** Begin TASK MATERIAL **

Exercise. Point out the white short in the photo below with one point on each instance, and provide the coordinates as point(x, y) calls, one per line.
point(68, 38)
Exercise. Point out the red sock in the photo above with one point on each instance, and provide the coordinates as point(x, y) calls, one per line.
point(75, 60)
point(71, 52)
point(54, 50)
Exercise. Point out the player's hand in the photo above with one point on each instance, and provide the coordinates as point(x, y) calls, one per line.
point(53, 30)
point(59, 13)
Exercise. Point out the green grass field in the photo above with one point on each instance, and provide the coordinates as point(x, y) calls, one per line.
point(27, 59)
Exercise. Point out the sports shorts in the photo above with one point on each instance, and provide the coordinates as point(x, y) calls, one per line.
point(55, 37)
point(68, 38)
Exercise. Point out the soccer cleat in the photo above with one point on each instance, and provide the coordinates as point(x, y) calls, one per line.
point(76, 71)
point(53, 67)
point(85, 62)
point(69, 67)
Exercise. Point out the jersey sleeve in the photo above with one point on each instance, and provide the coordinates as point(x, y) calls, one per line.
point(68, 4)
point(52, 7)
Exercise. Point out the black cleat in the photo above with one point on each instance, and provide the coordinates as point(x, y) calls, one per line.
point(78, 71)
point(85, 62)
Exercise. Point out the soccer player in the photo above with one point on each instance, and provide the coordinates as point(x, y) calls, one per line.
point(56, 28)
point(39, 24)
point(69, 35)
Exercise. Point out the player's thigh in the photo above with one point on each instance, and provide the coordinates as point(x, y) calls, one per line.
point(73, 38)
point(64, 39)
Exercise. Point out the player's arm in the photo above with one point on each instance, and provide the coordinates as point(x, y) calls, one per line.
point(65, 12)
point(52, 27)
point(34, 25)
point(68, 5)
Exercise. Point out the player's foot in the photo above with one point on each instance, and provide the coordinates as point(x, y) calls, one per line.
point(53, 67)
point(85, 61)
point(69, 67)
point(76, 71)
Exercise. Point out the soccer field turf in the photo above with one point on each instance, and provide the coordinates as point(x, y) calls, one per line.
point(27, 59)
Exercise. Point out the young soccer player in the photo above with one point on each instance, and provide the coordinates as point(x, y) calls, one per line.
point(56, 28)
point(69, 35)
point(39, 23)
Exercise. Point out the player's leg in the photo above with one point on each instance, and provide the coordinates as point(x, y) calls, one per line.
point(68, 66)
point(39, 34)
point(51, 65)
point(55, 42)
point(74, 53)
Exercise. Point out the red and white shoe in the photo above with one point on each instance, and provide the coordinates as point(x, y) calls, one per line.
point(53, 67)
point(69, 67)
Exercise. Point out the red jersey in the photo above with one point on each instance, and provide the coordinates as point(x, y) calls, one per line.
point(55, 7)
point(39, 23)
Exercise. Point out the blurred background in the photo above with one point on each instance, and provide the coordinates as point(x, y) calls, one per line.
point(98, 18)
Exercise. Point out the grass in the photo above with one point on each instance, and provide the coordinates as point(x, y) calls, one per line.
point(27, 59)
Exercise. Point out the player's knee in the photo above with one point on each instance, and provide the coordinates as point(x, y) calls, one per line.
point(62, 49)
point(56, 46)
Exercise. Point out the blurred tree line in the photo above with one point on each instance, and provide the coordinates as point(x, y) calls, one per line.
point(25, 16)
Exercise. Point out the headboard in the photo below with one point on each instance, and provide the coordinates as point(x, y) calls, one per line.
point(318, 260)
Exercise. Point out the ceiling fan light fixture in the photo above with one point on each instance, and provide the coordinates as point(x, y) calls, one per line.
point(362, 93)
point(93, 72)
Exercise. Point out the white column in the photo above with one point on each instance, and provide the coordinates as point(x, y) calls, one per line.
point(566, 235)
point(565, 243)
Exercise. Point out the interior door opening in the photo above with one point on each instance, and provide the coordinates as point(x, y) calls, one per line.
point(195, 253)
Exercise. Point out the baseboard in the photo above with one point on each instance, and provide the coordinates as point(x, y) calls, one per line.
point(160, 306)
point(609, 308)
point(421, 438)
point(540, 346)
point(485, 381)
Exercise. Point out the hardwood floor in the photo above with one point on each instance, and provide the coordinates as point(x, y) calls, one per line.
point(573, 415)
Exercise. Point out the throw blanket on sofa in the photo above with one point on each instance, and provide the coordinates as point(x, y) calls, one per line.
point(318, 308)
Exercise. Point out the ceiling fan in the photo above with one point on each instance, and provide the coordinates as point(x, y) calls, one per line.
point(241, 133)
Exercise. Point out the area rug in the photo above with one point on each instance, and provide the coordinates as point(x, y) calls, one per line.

** End TASK MATERIAL **

* [WHAT YOU SHOULD DO]: Extract the listing in its entirety, matching it exactly.

* [FULL ANSWER]:
Exercise. Point out the white short in the photo below with one point on each instance, and provide the coordinates as point(x, y) calls, one per line.
point(68, 38)
Exercise. Point out the red sock in the photo above with one point on each instance, and provide the coordinates as point(x, y) calls, one per line.
point(75, 60)
point(71, 52)
point(54, 50)
Exercise. Point out the player's hand in the photo above with one point on each instance, and provide the coordinates as point(x, y) calls, one per line.
point(53, 30)
point(59, 13)
Exercise. Point out the green grass field in the photo above with one point on each instance, and provide the coordinates as point(x, y) calls, one per line.
point(27, 59)
Exercise. Point out the sports shorts in the photo above with one point on each instance, and provide the coordinates as point(x, y) calls, one per line.
point(55, 37)
point(68, 38)
Exercise. Point out the soccer cleat in the photo above with one point on each instance, and provide the coordinates as point(x, y) calls, one per line.
point(76, 71)
point(53, 67)
point(85, 62)
point(69, 67)
Exercise. Point out the jersey sleeve in the photo above with one point on each instance, and provide the coordinates as point(x, y) calls, one per line.
point(68, 4)
point(52, 7)
Exercise. Point out the black cleat in the photo above with one point on each instance, and provide the coordinates as point(x, y) calls, one per line.
point(78, 71)
point(85, 62)
Exercise. Point out the soccer player in the photo above with one point on each instance, and provide the coordinates as point(x, y) calls, one per line.
point(56, 28)
point(39, 24)
point(69, 35)
Exercise. Point out the player's thigh in the photo above with one point on each instance, and provide the coordinates as point(x, y) calls, one per line.
point(73, 38)
point(64, 39)
Exercise. Point out the player's arm in the photo above with one point on each instance, and provide the coordinates as point(x, y) calls, one per line.
point(65, 12)
point(52, 27)
point(34, 25)
point(68, 5)
Exercise. Point out the player's foot in the photo above with one point on each instance, and provide the coordinates as point(x, y) calls, one per line.
point(53, 67)
point(85, 61)
point(69, 67)
point(76, 71)
Exercise. Point out the soccer field turf in the photo above with one point on each instance, and provide the coordinates as point(x, y) calls, one per line.
point(27, 59)
Exercise. Point out the young soccer player in the photo above with one point on each instance, and provide the coordinates as point(x, y) calls, one per line.
point(56, 28)
point(69, 35)
point(39, 23)
Exercise. Point out the player's leg in the photo above with one point on each instance, and provide the coordinates as point(x, y) calls, one per line.
point(68, 66)
point(39, 34)
point(51, 65)
point(55, 42)
point(74, 53)
Exercise. Point out the red and white shoe in the photo above with one point on each instance, and provide the coordinates as point(x, y) calls, one per line.
point(53, 67)
point(69, 67)
Exercise. Point out the red jersey in the photo above with one point on each instance, and provide the coordinates as point(x, y) calls, one per line.
point(55, 7)
point(39, 23)
Exercise. Point out the blurred background in the photo above with one point on each instance, and provide the coordinates as point(x, y) calls, one per line.
point(98, 18)
Exercise. Point out the grass in the photo above with one point on each instance, and provide the coordinates as point(x, y) calls, one per line.
point(27, 59)
Exercise. Point out the player's knee in the photo above with one point on each instance, and provide the coordinates as point(x, y) calls, one per line.
point(62, 49)
point(56, 46)
Exercise. Point out the blurred tree line in the photo above with one point on each instance, and provide the coordinates as point(x, y) calls, one per line.
point(25, 16)
Exercise. Point out the headboard in the photo below with one point on each instance, and provide the coordinates as point(x, y) calls, one per line.
point(318, 260)
Exercise. Point out the ceiling fan light fixture in the photo above with one point on each instance, and provide the coordinates as point(x, y) calls, one per line.
point(362, 93)
point(93, 72)
Exercise. Point out the white column in the photo above with one point on each instance, and provide the coordinates as point(x, y) calls, one per line.
point(566, 235)
point(565, 243)
Exercise. Point out the interior door opening in the photo above with one point on each instance, and provide the coordinates as point(x, y) calls, one per line.
point(195, 253)
Exercise. Point out the baseboard in the photo above with one point on each instance, and provide the coordinates as point(x, y) calls, one per line.
point(160, 306)
point(609, 308)
point(421, 438)
point(540, 346)
point(485, 381)
Exercise. Point out the hardwood floor in the photo above with one point on each instance, and provide the coordinates as point(x, y) calls, one per line.
point(573, 415)
Exercise. Point out the throw blanket on sofa in the photo above with one point on each instance, and provide the coordinates as point(x, y) calls, one per line.
point(318, 308)
Exercise. Point out the ceiling fan in the photo above with one point on each instance, and provide the coordinates as point(x, y) calls, one per line.
point(241, 133)
Exercise. Point out the area rug in the photo above with one point on each instance, and provide the coordinates as point(x, y) calls, one per line.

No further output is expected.